PROBLÈMES À RÉSOUDRE ::
1. Répétez à l'identique le passage du texte sur l'accident de bus d'El Harrach qui commence par les mots contenant "Il s’est soudainement" et se termine par "sur le moment.".
2. Poursuivez le texte sur l'accident de bus d'El Harrach en enchaînant directement après sa dernière phrase.

J’ai pris quelques jours pour prendre de la distance suite à l’épouvantable événement du bus à El Harrach, justement pour la réflexion que je vais vous exposer.
Je ne sais plus les circonstances et les conséquences précises de l’accident du car qui circulait au bord des ravins de cette route qui, je l’espère, a été refaite de nos jours. Mais qu’importe car c’est de la réaction du très jeune enfant que j’étais que je vais rappeler.
Il y a des centaines de reproches que j’aurais à lui faire à ce gamin qui était moi, depuis les pensées imbéciles jusqu’aux choix sans cervelle. En fin de compte tout le monde a reconnu l’adage, si jeunesse savait, si vieillesse pouvait.
Mais pour une fois, l’adulte que je suis le félicite. Il avait eu la bonne approche. Une fois le moment d’épouvante passé, sa première réaction avait été d’avoir beaucoup de chagrin pour le chauffeur du bus et des voyageurs. Tout simplement parce que ce jeune enfant prenait ce car en aller-retour hebdomadaire pour se rendre à l’internat de Bouisseville.
Il s’est soudainement rappelé du visage de ces sympathiques chauffeurs, si souriant avec eux et si faussement grondeur lorsque nous étions turbulents. Eh bien, c’est la même chose pour ce car d’El Harrach. Il n’a jamais essayé d’accuser qui que ce soit sur le moment.
J’ai lu des centaines de réactions sur les réseaux sociaux. Et s’ils faisaient état de leur sincère compassion, c’est un flot de colère et d’accusations qui s’abat dans les lignes qui suivent. Le malheureux chauffeur (même si un jour sa responsabilité est démontrée) en a eu jusqu’à le démolir une seconde fois. Et voilà que tout le monde se met à hurler contre l’état du bus en question. Et des images, soit de la presse, soit déterrés sur Internet se sont abondamment déversées dans les posts publiés.
Cette mise en responsabilité en lynchage est-elle légitime et explicable ? Jamais une réaction violente du public ne peut mettre de la distance pour prendre en compte les réelles circonstances et juger des responsabilités.
L’effroi, le sentiment de compassion et d’injustice sont tout à fait attendus et prouvent l’humanité des sociétés. Mais ce sont les journalistes qui sont en charge de relater les faits dans leur immédiateté et la conscience des populations à faire taire la colère et la mise en responsabilité immédiate.
Il n’y a rien de plus critiquable que cette mise en responsabilité à chaud. La colère aveugle, l’accusation sans distanciation désarme la sereine réflexion. Non seulement elle est improductive mais provoque exactement le contraire qu’elle est censée provoquer.
C’est la meilleure façon de laisser l’oubli réapparaître car il est toujours à l’affût dans les suites des drames. L’évocation de l’événement se taira très rapidement et deviendra presque nostalgique. Ce ne sont pas les leçons qui seront tirées mais la douce rétrospection du passé.

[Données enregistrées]
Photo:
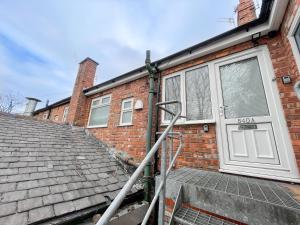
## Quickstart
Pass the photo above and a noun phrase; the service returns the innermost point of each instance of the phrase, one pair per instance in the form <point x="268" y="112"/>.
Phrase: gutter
<point x="58" y="103"/>
<point x="76" y="217"/>
<point x="269" y="20"/>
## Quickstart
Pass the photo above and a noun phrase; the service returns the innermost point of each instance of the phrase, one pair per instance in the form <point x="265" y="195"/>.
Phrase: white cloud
<point x="114" y="33"/>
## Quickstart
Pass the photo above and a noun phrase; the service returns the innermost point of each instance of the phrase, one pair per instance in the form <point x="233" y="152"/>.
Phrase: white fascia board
<point x="274" y="22"/>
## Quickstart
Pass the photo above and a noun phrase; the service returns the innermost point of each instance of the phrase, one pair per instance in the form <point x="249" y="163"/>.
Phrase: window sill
<point x="180" y="123"/>
<point x="99" y="126"/>
<point x="125" y="125"/>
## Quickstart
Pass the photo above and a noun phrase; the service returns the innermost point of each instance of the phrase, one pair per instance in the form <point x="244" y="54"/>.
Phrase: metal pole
<point x="161" y="211"/>
<point x="147" y="172"/>
<point x="171" y="141"/>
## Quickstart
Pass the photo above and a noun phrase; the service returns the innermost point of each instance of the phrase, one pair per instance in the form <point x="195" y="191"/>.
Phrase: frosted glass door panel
<point x="243" y="90"/>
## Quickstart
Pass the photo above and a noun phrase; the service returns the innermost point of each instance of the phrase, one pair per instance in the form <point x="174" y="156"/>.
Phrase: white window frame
<point x="182" y="121"/>
<point x="45" y="115"/>
<point x="66" y="112"/>
<point x="98" y="106"/>
<point x="126" y="110"/>
<point x="292" y="30"/>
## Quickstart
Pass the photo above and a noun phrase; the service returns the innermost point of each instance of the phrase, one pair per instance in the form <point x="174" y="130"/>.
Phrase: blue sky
<point x="42" y="42"/>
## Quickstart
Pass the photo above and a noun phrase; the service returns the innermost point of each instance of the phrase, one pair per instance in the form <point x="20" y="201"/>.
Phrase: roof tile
<point x="49" y="170"/>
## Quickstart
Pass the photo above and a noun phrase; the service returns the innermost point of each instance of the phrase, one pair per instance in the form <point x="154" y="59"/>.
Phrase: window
<point x="126" y="112"/>
<point x="173" y="92"/>
<point x="45" y="115"/>
<point x="66" y="111"/>
<point x="192" y="88"/>
<point x="198" y="99"/>
<point x="99" y="111"/>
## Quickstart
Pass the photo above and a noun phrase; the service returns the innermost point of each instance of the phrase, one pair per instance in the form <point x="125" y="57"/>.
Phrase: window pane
<point x="127" y="105"/>
<point x="126" y="117"/>
<point x="106" y="100"/>
<point x="297" y="36"/>
<point x="96" y="102"/>
<point x="243" y="91"/>
<point x="198" y="101"/>
<point x="172" y="87"/>
<point x="99" y="116"/>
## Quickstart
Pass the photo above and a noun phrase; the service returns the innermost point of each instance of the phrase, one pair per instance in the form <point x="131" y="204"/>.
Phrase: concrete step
<point x="188" y="216"/>
<point x="248" y="200"/>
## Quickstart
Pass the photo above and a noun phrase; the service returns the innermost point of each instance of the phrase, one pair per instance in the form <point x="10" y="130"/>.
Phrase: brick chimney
<point x="85" y="79"/>
<point x="245" y="12"/>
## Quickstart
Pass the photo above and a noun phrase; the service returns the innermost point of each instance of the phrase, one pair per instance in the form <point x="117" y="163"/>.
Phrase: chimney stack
<point x="30" y="106"/>
<point x="85" y="79"/>
<point x="245" y="12"/>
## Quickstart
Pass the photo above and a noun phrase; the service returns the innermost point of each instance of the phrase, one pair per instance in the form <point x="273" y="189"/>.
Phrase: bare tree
<point x="9" y="102"/>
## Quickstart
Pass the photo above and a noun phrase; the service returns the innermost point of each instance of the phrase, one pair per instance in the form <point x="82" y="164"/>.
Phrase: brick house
<point x="243" y="84"/>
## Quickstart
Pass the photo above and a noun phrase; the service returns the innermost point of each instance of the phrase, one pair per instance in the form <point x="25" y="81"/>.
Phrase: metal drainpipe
<point x="147" y="172"/>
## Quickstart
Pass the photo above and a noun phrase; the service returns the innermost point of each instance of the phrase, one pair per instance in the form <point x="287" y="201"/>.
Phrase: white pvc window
<point x="45" y="115"/>
<point x="99" y="113"/>
<point x="126" y="112"/>
<point x="193" y="88"/>
<point x="66" y="111"/>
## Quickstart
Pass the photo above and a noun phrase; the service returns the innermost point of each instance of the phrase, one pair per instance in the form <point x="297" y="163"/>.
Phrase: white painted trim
<point x="126" y="110"/>
<point x="91" y="107"/>
<point x="272" y="24"/>
<point x="290" y="36"/>
<point x="289" y="169"/>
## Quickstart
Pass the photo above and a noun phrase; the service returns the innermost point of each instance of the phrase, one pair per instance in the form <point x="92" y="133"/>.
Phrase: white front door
<point x="252" y="133"/>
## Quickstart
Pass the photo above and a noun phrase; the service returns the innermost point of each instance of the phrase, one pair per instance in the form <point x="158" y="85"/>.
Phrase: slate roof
<point x="49" y="170"/>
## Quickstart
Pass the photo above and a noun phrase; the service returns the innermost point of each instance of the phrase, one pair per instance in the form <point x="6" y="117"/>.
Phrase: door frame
<point x="291" y="172"/>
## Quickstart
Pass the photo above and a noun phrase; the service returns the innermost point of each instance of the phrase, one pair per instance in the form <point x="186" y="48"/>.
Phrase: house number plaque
<point x="247" y="124"/>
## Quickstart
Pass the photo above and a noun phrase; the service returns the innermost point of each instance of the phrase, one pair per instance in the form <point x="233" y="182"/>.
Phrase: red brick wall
<point x="131" y="139"/>
<point x="57" y="111"/>
<point x="200" y="149"/>
<point x="284" y="63"/>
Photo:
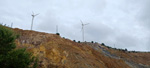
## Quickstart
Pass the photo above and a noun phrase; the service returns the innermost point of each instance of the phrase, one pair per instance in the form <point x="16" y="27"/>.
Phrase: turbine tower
<point x="83" y="29"/>
<point x="33" y="15"/>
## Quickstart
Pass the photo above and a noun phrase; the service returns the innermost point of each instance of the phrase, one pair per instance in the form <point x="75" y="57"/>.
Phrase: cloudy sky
<point x="123" y="23"/>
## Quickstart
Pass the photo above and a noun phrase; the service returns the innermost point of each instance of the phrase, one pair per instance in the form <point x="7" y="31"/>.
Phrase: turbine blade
<point x="32" y="13"/>
<point x="86" y="23"/>
<point x="36" y="14"/>
<point x="81" y="21"/>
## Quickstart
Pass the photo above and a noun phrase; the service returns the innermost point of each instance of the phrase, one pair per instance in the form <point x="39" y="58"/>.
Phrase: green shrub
<point x="11" y="57"/>
<point x="57" y="34"/>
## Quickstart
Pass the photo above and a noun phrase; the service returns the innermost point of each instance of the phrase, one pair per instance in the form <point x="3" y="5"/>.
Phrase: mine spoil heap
<point x="56" y="52"/>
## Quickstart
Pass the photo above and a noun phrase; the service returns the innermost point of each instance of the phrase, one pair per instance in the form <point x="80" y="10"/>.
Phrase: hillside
<point x="56" y="52"/>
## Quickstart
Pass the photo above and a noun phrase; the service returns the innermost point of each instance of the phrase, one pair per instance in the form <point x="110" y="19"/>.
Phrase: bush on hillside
<point x="103" y="44"/>
<point x="11" y="57"/>
<point x="57" y="34"/>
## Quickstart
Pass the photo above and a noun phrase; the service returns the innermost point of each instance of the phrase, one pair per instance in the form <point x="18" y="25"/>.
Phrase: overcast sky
<point x="123" y="23"/>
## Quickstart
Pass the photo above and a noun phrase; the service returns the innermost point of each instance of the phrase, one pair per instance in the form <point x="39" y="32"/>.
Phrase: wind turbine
<point x="83" y="29"/>
<point x="33" y="15"/>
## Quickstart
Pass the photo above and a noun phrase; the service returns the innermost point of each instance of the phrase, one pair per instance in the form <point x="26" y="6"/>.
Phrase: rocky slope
<point x="56" y="52"/>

RÉPONSES ÉCRITES ::
1.
Il s’est soudainement rappelé du visage de ces sympathiques chauffeurs, si souriant avec eux et si faussement grondeur lorsque nous étions turbulents. Eh bien, c’est la même chose pour ce car d’El Harrach. Il n’a jamais essayé d’accuser qui que ce soit sur le moment.

2.
Un peu comme le car de la corniche oranaise. Le jeune enfant ne savait pas tout cela mais il a bien fait d’ignorer le lynchage qui ne mène qu’à l’oubli car un lynchage public en chasse un autre. C’est maintenant aux experts de s’exprimer et au droit d’intervenir dans ce drame d’El Harrach. Or, le plus grand danger qui puisse leur arriver est de partager le sentiment de colère populaire pour base de leurs conclusions.
On dit que le droit est froid mais c’est justement son souci de la justice humaine qui s’exprime par cette froideur. La colère est le pire ennemi de la justice. Il la soumet à un jugement affectif et la compromet dans sa sérénité.
Si je mentionne le cas que je connais le mieux, il en est de même pour le législateur français. Combien de fois on assiste à la rédaction de lois suscitées par l’actualité chaude, inondée par l’émoi et la colère. Un assassinat horrible, et hop une loi, un accident de la route sous emprise de produits stupéfiants, et voilà une autre loi. Cela ne cesse jamais et l’empilement des lois finissent par produire mille répétitions et une jungle aussi vaste que les documents de la bibliothèque d’Alexandrie. Plus personne ne s’y retrouve.
Je me risquerai même à fâcher beaucoup de lecteurs et au-delà si je disais que la promptitude à décorer les sauveteurs n’est pas le bon moyen pour prendre du recul. C’est encore plus improductif lorsqu’il s’agit de les honorer d’une somme d’argent. C’est peut-être horrible ce que je veux dire mais c’est donner une valeur financière au courage des hommes et à leur vaillance.
Ne vous fâchez-pas, c’est une récompense à laquelle j’adhère entièrement mais elle prend le caractère que je viens d’évoquer si on ne prend pas le temps pour cette fameuse distance dont je parle depuis le début. Rien n’interdit d’attendre le retour à la sérénité pour les honorer. La presse peut le faire car, je l’ai déjà dit, sa mission est le compte-rendu de l’immédiat.
La compassion est l’honneur des humains, la précipitation et le lynchage public sont les erreurs de l’humain. J’ai pris du recul et j’ai laissé ma pensée dériver vers le souvenir du car de la corniche qui ne doit pas être de la nostalgie comme je l’ai affirmé précédemment.
C’est encore et toujours cette obsédante prise de recul qui me guide. Qu’on ne se méprenne pas, ce n’est pas de l’oubli ni une carte blanche à toutes les irresponsabilités mais au contraire le moyen de trouver leçon et de sanctionner, clairement, sereinement et efficacement.
Les cris et les invectives sont un vacarme qui noie l’esprit et aveugle les yeux.
Avanci l’arrière comme disaient les receveurs de l’époque, sur ces mêmes bus.
L’indépendance à vécu !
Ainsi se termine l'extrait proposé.